Objectives
1. In the school history excerpt, who composed the school pledge, and in what year?
2. Reproduce the school history excerpt without changes, beginning at the words "Some History of Canterbury" and stopping after "after five years.".

The rotary wheel represents the wheel of industry. The surrounding stars indicate the principle," through hard work to the stars"

SCHOOL MOTTO: The school motto "Praestemus" (Let us excel) was suggested to Mr. Johnston by Mr. M. S. Canon, headmaster of East Hills Boys' High.

SCHOOL PLEDGE: "The future is a challenge; Let us build our lives with power and purpose. Let us excel" This is the school pledge as composed in 1961 by Mr. B Carlin, a teacher in the English History Department.


Some History of Canterbury District

Some History of St George District

The word Kingsgrove. On the 14th August 1804 Hannah Laycock received a grant of 500 acres at Bulanaming (the original name of Kingsgrove) from Governor King and on his land she subsequently built a farm which she called King's Grove Farm, probably named in appreciation of her grant of land from the Governor. 

Although the school is in the district of Kingsgrove, the land in which it stands was not part of the original grant Hannah Laycock received. On the 24th October 1809, John Miller was given a prior grant by Colonel Paterson for a quit rent of 2/- after five years.

Governor Macquarie fully legalized the prior grant an official Crown grant on January the 1st, 1810, which was witnessed by his secretary, Antill and James Meehan. The conditions of this grant were that 19 acres must be cultivated within five years, and that some of its timber must be available for government use. Evidently, John Miller complied with the conditions because he retained the land until 1827, when 90 acres were sold to James Oatley for £13. There is street nearby the school in his name, probably bequeathed the land to his heir Frederick Oatley. Records relating to Frederick Oatley's getting the land are doubtful, and conjecture plays a major role in the above conclusion of inheritance.

Frederick Oatley, who owned considerable amounts of land in other parts of Sydney at various stages, mortgaged the land to Rev Schofield for a short time. He also was involved in other leases and mortgages such as those to Chard (grew vegetables), Sly, & Murphy until 1842, when he sold 20 acres of that part of the school land which is furthest away from Kingsgrove Rd, to a Mr. Flood. Murphy later bought the land bounded by Kingsgrove Rd and St Albans Rd and although much of Murphy's land was later subdivided, a subsequent beneficiary under his estate, Esther Evaline Murphy, owned the land at the time of resumption in 1947.

Some of Flood's land (that at the end of St Albans Rd furthest from Kingsgrove Rd) was sold to A. H. Andrews, who made many improvements. These included, at 1st October, 1926, a cottage, stables, shed, & dairy. When some of Andrew's land was resumed in 1947, this cottage, built about 1870 was incorporated in the proposed resumptions. An appeal was made, however, that the cottage be preserved because Mrs. A. H. Andrews, the second wife of Mr. Andrews, had lived there for so many years and so the resumption was deferred until Mrs. Andrews died in August 1959. At this date it was felt that no further grounds for appeal existed and the cottage was subsequently demolished in the 1961-1962 vacation. The first Mrs. Andrews died in 1919 and Mr. Andrews later remarried. The children of the second Mrs. Andrews included a son who is the father of Stephen Andrews a pupil in 5th form 1964. (Stephen was reported deceased at reunion in 1984) the dairy existed when the school was built owned by the Andrews family and delivered milk to the school by Mr. A. H. Andrews, the son of the original Mr. A H. Andrews and his first wife.

Stored rows

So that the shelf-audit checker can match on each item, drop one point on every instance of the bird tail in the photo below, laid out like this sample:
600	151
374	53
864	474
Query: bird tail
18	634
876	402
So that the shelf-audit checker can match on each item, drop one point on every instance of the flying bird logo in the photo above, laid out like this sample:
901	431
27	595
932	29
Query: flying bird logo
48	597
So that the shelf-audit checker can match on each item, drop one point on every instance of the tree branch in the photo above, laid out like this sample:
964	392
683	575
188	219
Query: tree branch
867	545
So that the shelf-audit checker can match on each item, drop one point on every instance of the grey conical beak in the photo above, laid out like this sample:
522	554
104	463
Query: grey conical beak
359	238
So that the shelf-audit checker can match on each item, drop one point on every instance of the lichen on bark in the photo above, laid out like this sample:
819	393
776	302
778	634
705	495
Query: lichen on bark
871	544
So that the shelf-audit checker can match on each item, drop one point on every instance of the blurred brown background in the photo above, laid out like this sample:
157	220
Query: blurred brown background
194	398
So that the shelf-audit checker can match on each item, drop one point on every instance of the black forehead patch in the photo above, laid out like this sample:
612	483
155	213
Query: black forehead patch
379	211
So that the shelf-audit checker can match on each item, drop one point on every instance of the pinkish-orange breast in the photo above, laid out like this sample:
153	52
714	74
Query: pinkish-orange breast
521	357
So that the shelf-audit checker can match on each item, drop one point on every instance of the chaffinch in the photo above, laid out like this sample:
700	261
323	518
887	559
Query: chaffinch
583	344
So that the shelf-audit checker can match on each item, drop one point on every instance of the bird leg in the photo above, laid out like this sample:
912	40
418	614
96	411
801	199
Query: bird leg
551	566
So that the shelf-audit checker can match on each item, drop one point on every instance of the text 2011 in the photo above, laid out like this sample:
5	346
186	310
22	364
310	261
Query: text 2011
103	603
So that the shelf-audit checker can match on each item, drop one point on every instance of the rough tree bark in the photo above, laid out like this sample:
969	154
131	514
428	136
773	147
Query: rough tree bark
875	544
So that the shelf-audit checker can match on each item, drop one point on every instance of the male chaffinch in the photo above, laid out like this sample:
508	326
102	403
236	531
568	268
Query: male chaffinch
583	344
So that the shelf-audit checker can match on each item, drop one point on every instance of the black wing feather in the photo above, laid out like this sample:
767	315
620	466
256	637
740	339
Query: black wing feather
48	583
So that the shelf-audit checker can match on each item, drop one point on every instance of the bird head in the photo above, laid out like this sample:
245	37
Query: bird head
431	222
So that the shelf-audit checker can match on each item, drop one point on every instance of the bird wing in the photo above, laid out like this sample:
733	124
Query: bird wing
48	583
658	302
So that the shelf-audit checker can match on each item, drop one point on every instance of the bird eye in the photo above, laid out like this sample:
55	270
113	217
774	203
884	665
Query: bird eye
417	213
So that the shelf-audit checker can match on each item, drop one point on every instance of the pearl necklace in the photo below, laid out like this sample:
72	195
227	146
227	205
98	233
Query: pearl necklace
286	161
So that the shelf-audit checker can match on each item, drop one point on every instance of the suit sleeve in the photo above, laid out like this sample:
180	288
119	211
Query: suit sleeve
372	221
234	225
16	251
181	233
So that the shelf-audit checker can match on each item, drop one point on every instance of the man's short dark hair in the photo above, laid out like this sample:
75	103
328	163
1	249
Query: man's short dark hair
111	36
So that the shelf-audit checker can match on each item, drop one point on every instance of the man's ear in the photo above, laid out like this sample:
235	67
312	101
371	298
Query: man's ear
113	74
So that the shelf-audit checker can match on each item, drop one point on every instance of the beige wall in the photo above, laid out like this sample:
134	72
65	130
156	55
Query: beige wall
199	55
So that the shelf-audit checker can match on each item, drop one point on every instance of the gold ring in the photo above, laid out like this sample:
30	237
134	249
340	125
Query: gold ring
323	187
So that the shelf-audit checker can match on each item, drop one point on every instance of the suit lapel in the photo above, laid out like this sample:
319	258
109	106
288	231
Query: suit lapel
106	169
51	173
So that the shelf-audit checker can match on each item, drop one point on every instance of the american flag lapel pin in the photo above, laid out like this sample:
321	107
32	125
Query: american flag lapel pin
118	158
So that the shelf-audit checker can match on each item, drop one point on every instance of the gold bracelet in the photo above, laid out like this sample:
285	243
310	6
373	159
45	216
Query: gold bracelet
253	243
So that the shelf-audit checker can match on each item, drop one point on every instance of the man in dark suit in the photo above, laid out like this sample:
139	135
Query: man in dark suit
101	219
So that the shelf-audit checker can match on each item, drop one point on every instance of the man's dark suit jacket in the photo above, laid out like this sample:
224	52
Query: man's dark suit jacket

Worked answers
1. Mr. B Carlin, a teacher in the English History Department, composed it in 1961.

2.
Some History of Canterbury District

Some History of St George District

The word Kingsgrove. On the 14th August 1804 Hannah Laycock received a grant of 500 acres at Bulanaming (the original name of Kingsgrove) from Governor King and on his land she subsequently built a farm which she called King's Grove Farm, probably named in appreciation of her grant of land from the Governor. 

Although the school is in the district of Kingsgrove, the land in which it stands was not part of the original grant Hannah Laycock received. On the 24th October 1809, John Miller was given a prior grant by Colonel Paterson for a quit rent of 2/- after five years.